> Text block:
• • • •
Nama·bharat
A trusted guide to Hindu life, in plain words.

core concepts and philosophy

Why does the mind dwell on what is lacking even when life is comfortable?

Most people notice this: life is going well, yet the mind keeps pulling toward what is missing. Hindu thought has a clear name for this restless habit and a deep understanding of why it happens.

The thirst that keeps moving

Hindu thought gives this restless pull a name: trishna, which means thirst or craving. The idea is that the mind does not simply want things. It wants, gets, and then wants again. The object changes but the hunger stays. One goal is reached and the mind has already moved to the next gap. This is not a character flaw in particular people. The tradition sees it as a deep feature of the ordinary, unexamined mind. The Gita points to something similar when it talks about desire as a force that is never truly satisfied, the way fire is not satisfied by more fuel. The wanting just grows.

How the mind adapts

There is a related pattern the tradition recognizes. What once felt like enough becomes ordinary. A new home, a raise, a relationship, a big goal achieved, and after a while the mind treats it as the baseline. It stops registering as good fortune and starts scanning for what is still missing. People often notice this without being able to name it. The tradition named it very early and treated it as one of the central facts of inner life, not an exception.

Comparison and the moving target

Part of what feeds the habit is comparison. The mind naturally measures its situation against something else, another person, a past moment, an imagined future. Hindu thought does not treat comparison as simply foolish. It recognizes that the mind is built to measure and assess. The problem is when that measuring never rests, when there is always a standard just out of reach. In that state, even genuine good fortune does not quite land, because the comparison has already shifted.
• • • •
> Prompt: Please shorten the paragraph beginning "There is a related pattern" in the text on the restless mind into a brief bulleted list that keeps its main facts.

Stored records:
• • • •
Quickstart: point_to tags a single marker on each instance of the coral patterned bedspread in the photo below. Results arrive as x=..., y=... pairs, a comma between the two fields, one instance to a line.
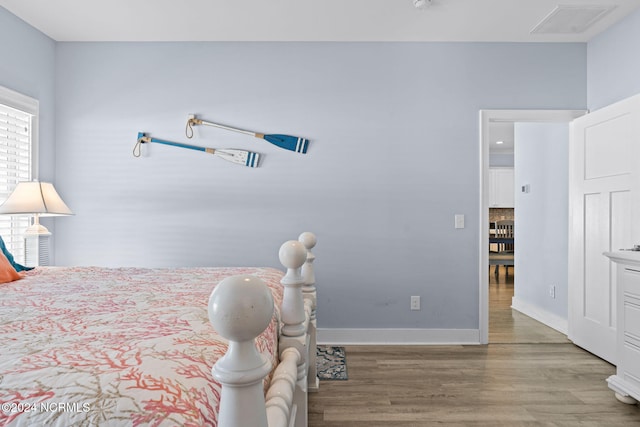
x=87, y=346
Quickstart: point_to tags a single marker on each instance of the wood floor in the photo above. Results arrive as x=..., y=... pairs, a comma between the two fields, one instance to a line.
x=529, y=375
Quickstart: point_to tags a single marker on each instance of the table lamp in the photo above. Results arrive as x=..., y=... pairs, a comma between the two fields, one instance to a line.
x=37, y=199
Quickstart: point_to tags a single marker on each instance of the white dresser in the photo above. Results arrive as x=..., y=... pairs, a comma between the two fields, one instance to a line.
x=626, y=382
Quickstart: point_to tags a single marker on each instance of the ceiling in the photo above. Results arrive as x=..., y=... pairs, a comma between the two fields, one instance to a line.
x=305, y=20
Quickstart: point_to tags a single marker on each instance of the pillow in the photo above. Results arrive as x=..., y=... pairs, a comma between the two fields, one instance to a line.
x=9, y=257
x=7, y=272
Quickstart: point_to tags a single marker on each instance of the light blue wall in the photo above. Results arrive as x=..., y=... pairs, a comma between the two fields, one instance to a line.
x=542, y=230
x=613, y=64
x=27, y=66
x=394, y=155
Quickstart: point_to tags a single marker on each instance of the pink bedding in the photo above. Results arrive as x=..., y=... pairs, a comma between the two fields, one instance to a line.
• • • •
> Completed task:
- What once felt like enough becomes ordinary.
- After a while, the mind treats a new home, a raise, a relationship or a big achieved goal as the baseline.
- It stops registering as good fortune, and the mind scans for what is still missing.
- People often notice this without being able to name it.
- The tradition named it very early and treated it as a central fact of inner life, not an exception.